# THINGS TO DO
a. Decide whether each statement agrees with the passage on house churches: (i) After Jesus' death, the Apostles gathered at the temple. (ii) The last previous U.S. bloom of house churching was rooted in the Jesus People movement of the 1970s. (iii) Frank Viola has been a house churcher in Florida for 20 years. For each, answer yes or no and quote the words of the passage that decide it.
b. Write the next paragraph of the passage on house churches, picking up after its final sentence.

# SOURCE EXTRACT
House churches claim the oldest organizational pedigree in Christianity: the book of Acts records that after Jesus' death, his Apostles gathered not at the temple but in an "upper room." House churching has always prospered where resources were scarce or Christianity officially discouraged. In the U.S. its last previous bloom was rooted in the bohemian ethos of the California-bred Jesus People movement of the 1970s. Many of those groups were eventually reabsorbed by larger congregations, and the remnants tend to take a hard line. Frank Viola, a 20-year veteran Florida house churcher and author of Rethinking the Wineskin and other manuals, talks fondly of pilgrims who doctrinairely abjure pastors, sermons or a physical plant; feel that the "modern institutional church does not reflect the early church"; and "don't believe you are going to see the fullness of Jesus Christ expressed just sitting in a pew listening to one other member of the body of Christ talking for 45 minutes while everyone else is passive."

# SUPPLIED INFORMATION

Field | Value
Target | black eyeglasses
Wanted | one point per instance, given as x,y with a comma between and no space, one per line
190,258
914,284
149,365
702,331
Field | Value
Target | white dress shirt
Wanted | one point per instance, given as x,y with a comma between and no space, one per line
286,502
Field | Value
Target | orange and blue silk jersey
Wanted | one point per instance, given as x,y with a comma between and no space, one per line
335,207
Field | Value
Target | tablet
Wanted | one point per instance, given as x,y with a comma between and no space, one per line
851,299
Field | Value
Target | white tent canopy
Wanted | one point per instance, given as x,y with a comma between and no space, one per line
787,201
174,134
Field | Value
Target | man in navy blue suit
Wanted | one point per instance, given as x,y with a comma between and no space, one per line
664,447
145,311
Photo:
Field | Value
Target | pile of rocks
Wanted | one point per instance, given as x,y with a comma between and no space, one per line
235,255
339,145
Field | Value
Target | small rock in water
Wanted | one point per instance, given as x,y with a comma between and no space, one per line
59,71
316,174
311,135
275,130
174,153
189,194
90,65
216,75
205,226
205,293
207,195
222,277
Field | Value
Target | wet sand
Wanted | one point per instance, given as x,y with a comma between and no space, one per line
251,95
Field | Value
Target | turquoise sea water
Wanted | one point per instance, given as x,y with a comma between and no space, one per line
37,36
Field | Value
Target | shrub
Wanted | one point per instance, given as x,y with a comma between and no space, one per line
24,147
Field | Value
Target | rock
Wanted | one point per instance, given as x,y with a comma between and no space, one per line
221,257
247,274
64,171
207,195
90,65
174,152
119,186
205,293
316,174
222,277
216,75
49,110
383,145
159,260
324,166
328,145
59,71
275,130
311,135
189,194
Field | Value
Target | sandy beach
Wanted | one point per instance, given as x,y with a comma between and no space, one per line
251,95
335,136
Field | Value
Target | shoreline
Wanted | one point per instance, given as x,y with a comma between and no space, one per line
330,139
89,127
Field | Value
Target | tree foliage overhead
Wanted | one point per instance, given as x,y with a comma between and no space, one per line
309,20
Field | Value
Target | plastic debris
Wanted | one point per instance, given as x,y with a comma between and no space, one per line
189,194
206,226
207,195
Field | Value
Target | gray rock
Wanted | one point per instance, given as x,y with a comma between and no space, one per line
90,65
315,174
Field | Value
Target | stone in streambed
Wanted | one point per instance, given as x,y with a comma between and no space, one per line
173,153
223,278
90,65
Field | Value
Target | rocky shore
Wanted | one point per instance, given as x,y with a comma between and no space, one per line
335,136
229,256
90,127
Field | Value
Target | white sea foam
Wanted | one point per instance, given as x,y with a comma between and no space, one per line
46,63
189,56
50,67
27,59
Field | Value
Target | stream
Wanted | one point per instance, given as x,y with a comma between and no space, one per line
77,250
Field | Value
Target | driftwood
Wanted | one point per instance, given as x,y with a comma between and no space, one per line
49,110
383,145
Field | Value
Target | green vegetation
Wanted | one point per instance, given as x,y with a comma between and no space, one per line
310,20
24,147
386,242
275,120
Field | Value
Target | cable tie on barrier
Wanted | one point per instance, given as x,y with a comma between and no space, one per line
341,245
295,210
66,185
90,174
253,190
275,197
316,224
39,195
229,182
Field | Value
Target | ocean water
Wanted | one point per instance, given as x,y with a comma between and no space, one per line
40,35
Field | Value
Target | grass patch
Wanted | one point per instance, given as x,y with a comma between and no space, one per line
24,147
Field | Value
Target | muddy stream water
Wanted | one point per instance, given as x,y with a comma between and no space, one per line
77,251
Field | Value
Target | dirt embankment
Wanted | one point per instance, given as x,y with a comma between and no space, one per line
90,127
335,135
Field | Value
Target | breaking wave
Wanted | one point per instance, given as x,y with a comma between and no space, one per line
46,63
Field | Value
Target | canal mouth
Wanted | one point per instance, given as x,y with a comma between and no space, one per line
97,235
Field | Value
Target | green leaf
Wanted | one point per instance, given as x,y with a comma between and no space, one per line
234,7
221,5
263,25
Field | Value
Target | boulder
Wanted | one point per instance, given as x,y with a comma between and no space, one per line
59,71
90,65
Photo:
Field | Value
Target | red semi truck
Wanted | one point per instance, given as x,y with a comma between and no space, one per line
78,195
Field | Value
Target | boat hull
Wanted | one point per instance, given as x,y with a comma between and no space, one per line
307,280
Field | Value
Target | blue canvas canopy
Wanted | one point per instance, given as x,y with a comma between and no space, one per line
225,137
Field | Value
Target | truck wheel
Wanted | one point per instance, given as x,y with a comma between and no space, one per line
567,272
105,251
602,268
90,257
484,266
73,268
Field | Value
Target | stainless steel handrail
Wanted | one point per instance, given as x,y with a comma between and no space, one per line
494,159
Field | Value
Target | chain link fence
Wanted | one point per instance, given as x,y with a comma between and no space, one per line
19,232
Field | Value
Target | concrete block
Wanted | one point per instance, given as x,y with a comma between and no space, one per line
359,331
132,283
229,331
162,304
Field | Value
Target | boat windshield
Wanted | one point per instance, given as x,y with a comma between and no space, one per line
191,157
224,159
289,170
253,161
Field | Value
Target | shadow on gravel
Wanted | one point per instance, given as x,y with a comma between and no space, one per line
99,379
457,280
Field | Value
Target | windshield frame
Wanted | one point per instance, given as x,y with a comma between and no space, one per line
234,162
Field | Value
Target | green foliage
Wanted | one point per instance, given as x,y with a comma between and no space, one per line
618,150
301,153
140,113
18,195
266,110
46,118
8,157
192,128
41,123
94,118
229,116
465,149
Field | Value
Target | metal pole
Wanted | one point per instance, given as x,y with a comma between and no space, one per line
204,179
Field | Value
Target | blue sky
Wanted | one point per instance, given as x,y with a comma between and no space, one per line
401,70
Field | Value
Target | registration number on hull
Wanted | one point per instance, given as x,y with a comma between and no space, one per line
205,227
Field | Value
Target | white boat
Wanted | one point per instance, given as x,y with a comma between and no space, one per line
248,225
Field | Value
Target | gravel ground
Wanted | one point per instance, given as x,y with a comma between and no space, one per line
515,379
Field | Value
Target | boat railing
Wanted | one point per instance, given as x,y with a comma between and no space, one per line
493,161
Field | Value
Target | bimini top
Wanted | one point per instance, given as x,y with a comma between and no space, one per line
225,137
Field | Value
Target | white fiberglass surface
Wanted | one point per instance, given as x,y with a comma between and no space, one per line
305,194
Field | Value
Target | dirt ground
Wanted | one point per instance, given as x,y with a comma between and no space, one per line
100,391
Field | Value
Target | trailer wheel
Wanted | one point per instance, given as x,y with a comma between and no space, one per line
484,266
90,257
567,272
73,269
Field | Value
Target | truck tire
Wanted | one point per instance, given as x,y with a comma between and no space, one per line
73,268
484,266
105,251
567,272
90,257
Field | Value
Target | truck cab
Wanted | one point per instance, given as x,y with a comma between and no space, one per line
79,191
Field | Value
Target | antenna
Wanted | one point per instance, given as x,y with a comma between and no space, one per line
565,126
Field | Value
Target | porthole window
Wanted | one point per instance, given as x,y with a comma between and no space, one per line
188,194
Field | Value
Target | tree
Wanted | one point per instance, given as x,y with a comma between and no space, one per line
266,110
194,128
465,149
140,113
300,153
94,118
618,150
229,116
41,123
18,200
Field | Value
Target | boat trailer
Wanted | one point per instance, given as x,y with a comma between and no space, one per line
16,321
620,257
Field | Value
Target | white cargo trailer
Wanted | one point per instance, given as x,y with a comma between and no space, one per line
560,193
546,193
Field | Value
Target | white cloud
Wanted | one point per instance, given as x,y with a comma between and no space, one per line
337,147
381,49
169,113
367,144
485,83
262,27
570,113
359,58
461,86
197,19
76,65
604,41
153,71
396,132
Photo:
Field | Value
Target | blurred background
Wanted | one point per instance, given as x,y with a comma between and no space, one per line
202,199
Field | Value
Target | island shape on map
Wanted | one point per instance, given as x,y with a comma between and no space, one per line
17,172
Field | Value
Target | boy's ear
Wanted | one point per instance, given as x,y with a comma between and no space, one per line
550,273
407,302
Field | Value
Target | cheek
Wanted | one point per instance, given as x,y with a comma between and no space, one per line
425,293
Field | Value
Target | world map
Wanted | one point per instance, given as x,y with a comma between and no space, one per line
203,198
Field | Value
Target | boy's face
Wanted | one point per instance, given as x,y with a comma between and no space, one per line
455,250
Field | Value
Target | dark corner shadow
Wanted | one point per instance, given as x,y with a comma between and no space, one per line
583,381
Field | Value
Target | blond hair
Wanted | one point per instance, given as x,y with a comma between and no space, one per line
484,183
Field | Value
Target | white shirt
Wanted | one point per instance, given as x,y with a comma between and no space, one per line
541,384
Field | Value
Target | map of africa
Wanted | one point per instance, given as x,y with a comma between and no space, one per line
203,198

# EXERCISE RESULTS
a.
(i) No: "gathered not at the temple but in an "upper room.""
(ii) Yes: "its last previous bloom was rooted in the bohemian ethos of the California-bred Jesus People movement of the 1970s"
(iii) Yes: "a 20-year veteran Florida house churcher"

b.
More recent arrangements can seem more ad hoc. Tim and Susie Grade moved to Denver a year ago. They had attended cell groups subsidiary to Sunday services but were delighted to learn that their new neighbors Tim and Michelle Fox longed for a house church like the ones they had seen overseas. Now they and seven other twenty- and thirtysomethings mix a fairly formal weekly communion with a laid-back laying on of hands, semiconfessional "sharing" and a guitar sing-along. Says Tim: "We have some people who come from regular churches, and were a little disenfranchised. And people who joined because of friendships, and people who are kind of hurting, kind of searching. My age group and younger are seeking spiritual things that they have not found elsewhere."

Critics fret that small, pastorless groups can become doctrinally or even socially unmoored. Thom Rainer, a Southern Baptist who has written extensively on church growth, says, "I have no problem with where a church meets, [but] I do think that there are some house churches that, in their desire to move in different directions, have perhaps moved from biblical accountability." In extreme circumstances home churches dominated by magnetic but unorthodox leaders can shade over the line into cults.